* Start *

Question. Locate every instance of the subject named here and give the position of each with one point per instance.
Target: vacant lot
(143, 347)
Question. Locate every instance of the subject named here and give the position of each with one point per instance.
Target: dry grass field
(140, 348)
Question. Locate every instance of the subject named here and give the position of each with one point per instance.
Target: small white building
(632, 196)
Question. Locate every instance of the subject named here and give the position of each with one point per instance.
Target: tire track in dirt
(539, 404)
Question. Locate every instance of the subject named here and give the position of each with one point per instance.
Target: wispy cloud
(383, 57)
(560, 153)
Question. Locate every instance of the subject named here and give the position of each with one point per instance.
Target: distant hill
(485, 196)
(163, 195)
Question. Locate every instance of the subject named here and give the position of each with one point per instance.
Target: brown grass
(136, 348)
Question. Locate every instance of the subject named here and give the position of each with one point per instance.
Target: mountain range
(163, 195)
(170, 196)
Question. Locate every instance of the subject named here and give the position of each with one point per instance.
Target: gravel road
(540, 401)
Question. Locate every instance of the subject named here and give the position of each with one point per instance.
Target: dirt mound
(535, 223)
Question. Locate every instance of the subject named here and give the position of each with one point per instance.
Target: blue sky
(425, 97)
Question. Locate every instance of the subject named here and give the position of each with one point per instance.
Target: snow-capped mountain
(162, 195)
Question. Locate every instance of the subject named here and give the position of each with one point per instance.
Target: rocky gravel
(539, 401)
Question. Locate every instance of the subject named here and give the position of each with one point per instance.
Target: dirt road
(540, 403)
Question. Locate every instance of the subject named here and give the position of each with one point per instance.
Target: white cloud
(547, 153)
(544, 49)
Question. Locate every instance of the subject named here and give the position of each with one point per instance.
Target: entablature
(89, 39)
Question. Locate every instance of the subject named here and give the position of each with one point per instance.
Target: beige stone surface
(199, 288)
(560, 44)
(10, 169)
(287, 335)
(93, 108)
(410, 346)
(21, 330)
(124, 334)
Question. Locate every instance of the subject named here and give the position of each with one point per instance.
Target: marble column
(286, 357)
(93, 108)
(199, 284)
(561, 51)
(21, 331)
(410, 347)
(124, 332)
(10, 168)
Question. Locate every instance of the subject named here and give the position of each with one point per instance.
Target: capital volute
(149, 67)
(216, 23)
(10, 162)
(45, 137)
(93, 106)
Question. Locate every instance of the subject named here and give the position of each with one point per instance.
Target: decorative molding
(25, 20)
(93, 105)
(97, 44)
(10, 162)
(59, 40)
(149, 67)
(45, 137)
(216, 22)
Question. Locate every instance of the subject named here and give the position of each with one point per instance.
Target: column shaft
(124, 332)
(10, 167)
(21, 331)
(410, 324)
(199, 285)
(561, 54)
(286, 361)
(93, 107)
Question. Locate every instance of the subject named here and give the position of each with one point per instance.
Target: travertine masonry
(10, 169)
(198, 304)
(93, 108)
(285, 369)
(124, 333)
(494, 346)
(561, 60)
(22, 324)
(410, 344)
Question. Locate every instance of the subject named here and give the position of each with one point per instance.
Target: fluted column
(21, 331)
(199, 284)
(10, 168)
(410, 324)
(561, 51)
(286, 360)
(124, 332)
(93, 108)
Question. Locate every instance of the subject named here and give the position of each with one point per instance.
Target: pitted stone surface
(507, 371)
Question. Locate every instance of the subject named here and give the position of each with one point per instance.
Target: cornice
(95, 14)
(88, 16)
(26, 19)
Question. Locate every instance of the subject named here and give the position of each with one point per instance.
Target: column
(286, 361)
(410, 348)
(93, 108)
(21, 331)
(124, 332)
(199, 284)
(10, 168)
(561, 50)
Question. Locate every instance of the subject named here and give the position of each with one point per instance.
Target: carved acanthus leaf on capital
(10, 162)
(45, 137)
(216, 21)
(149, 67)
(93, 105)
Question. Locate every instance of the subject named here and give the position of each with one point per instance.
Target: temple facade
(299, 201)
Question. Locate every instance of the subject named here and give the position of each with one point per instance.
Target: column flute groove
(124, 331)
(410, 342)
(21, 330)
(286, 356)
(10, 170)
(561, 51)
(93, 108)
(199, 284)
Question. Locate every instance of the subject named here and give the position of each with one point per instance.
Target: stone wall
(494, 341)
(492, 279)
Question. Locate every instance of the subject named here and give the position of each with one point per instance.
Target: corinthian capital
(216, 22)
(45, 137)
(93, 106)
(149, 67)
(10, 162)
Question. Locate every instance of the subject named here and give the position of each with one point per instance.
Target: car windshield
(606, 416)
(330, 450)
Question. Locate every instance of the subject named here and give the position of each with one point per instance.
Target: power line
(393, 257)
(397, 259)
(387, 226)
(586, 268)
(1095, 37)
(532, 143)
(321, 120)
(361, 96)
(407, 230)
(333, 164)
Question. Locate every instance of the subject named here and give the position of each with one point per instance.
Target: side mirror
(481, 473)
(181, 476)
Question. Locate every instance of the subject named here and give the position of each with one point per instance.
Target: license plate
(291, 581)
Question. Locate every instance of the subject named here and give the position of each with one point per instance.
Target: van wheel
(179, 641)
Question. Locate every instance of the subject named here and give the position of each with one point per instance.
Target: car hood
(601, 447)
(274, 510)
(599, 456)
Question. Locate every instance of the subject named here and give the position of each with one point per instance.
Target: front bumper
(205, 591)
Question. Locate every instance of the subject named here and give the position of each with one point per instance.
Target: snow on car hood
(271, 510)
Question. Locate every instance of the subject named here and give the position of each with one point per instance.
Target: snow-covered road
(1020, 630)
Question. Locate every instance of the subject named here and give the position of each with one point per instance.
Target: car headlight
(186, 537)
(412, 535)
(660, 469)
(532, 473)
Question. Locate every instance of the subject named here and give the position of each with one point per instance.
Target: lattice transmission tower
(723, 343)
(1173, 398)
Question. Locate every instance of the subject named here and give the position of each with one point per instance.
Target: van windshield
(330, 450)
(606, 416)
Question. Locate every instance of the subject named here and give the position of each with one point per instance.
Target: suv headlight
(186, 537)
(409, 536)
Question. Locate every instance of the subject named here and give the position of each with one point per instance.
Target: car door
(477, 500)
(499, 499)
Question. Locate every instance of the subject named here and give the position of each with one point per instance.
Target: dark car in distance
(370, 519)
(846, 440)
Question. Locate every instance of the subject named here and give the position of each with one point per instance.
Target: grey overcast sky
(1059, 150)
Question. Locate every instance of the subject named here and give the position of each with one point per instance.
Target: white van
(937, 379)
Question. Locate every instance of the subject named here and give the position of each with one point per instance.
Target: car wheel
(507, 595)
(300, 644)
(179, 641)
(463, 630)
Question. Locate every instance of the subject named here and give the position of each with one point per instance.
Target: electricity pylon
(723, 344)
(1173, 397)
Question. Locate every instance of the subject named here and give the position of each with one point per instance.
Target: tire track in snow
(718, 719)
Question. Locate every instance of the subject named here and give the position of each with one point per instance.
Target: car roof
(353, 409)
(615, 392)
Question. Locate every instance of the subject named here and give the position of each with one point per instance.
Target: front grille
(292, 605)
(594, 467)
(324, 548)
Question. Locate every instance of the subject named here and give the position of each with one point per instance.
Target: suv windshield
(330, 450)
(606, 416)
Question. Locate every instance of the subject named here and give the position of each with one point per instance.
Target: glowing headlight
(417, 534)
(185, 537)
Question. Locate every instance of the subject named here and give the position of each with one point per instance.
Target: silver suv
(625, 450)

* End *

◆ **Work to complete**:
How many lines of the items above contain the word "front"? Reply with the number alone.

◆ **Solution to this exercise**:
2